*What you should do:* Reproduce word for word the lines of the data below, beginning at the line that contains "Tag the tire" and stopping after the line that contains "[(203, 49)]".

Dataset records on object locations
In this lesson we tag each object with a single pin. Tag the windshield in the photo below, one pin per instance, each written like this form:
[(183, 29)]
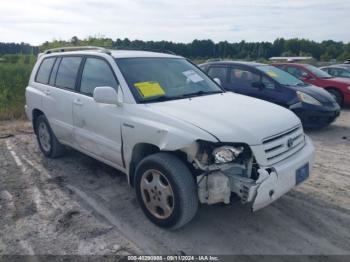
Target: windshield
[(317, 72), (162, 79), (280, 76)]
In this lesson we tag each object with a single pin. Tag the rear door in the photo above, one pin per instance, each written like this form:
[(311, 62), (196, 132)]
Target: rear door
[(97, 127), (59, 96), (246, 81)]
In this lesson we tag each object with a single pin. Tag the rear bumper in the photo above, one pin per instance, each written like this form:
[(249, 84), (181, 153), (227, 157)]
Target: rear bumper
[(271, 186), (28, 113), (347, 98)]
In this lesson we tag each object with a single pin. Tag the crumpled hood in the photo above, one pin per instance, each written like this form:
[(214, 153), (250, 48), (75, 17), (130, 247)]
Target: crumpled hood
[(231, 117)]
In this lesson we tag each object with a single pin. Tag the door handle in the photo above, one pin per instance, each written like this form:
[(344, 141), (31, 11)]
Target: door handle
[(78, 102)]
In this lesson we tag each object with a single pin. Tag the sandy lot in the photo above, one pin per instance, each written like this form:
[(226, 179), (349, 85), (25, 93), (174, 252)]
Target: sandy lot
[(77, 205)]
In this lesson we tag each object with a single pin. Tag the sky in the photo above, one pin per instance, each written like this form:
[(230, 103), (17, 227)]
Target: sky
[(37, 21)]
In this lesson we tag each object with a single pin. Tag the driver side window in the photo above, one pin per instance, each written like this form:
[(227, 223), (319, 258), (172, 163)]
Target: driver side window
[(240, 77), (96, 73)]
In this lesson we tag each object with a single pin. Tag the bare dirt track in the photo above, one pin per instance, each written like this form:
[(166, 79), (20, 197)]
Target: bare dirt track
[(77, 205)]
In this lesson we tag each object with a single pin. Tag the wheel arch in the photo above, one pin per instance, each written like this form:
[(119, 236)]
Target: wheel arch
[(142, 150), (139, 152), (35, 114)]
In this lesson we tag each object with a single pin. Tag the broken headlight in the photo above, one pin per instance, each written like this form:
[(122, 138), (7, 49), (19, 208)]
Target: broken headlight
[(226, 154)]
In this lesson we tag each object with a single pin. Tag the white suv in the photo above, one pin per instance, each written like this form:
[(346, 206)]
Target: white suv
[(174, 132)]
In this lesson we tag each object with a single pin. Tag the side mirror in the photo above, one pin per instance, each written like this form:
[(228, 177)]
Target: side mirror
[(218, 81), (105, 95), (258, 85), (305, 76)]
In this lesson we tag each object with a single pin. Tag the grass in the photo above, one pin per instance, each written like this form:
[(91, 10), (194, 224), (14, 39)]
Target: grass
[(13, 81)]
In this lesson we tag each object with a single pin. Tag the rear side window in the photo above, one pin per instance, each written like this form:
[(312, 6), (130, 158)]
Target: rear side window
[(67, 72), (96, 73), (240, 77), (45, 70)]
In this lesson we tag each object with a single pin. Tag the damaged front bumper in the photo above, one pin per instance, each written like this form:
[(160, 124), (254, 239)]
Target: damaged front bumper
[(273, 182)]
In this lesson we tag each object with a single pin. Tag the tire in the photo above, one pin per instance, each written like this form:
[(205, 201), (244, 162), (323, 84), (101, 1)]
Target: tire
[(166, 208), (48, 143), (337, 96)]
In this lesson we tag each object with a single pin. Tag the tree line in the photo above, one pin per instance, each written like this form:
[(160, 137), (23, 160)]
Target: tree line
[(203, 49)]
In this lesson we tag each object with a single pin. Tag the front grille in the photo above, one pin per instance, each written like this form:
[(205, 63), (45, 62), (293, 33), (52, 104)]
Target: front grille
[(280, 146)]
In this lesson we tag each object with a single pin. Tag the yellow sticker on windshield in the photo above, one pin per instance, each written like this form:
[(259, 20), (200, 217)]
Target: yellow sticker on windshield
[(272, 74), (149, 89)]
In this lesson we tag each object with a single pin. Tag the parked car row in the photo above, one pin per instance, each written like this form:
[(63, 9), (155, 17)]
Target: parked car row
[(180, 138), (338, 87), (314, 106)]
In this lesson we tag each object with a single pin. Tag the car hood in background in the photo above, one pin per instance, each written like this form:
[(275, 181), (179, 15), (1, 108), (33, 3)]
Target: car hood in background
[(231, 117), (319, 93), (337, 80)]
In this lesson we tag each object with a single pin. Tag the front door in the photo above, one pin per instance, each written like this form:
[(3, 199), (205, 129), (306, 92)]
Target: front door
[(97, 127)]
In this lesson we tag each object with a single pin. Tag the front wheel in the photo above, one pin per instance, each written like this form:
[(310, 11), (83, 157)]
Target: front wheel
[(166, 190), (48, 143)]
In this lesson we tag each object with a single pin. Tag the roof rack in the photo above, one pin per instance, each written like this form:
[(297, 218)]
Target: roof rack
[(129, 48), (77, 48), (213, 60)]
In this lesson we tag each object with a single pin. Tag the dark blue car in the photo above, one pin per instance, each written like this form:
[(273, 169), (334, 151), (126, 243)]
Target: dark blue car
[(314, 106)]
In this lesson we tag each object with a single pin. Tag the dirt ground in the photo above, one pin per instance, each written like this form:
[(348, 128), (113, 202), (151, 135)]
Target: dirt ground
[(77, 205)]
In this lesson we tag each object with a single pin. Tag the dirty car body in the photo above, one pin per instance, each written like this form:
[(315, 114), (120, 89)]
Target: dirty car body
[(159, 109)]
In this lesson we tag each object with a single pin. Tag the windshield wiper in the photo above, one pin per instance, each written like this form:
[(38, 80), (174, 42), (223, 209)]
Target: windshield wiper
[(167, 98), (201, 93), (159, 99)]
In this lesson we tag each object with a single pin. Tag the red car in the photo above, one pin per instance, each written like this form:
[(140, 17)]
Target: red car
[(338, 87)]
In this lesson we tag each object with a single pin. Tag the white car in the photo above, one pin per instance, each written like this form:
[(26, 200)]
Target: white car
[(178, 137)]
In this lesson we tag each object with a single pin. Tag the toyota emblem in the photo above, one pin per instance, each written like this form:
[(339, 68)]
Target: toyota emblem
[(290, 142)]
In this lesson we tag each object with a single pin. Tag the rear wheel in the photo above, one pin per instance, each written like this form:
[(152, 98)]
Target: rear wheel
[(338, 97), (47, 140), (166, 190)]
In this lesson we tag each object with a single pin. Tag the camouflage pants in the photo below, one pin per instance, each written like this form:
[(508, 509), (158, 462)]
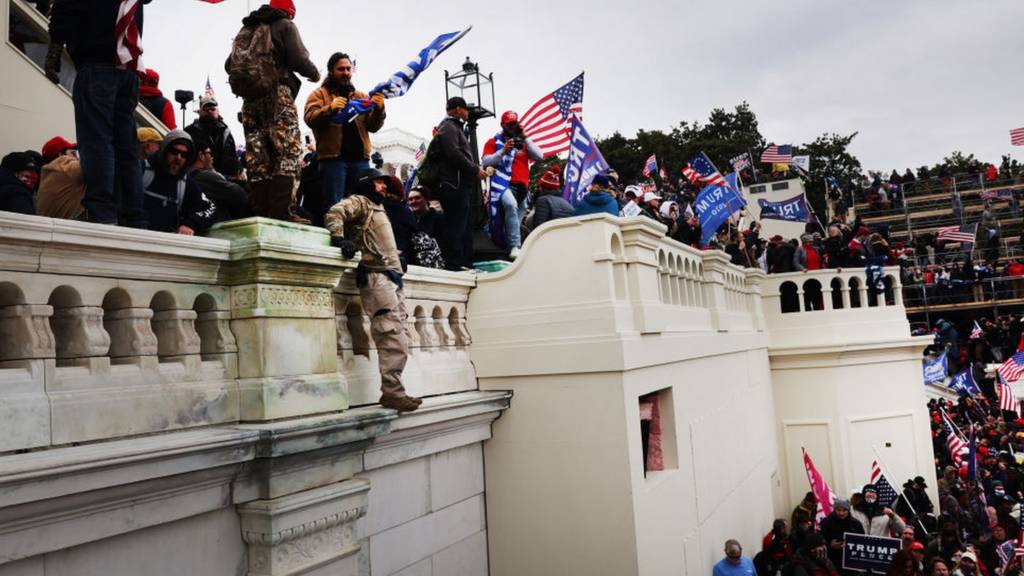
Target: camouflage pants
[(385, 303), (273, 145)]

*Answer to this problem:*
In this lesson we tag each object with a single pin. Tag the tire in the photo above, one pin per instance, each written like this form:
[(205, 201), (244, 162), (323, 84), (101, 1)]
Target: tire
[(166, 208), (48, 143), (337, 96)]
In this lesson we tag each object with a single pin. Tag the tree line in the photo above, one pin per instance, each written like this form:
[(160, 137), (23, 160)]
Target: tree line
[(203, 49)]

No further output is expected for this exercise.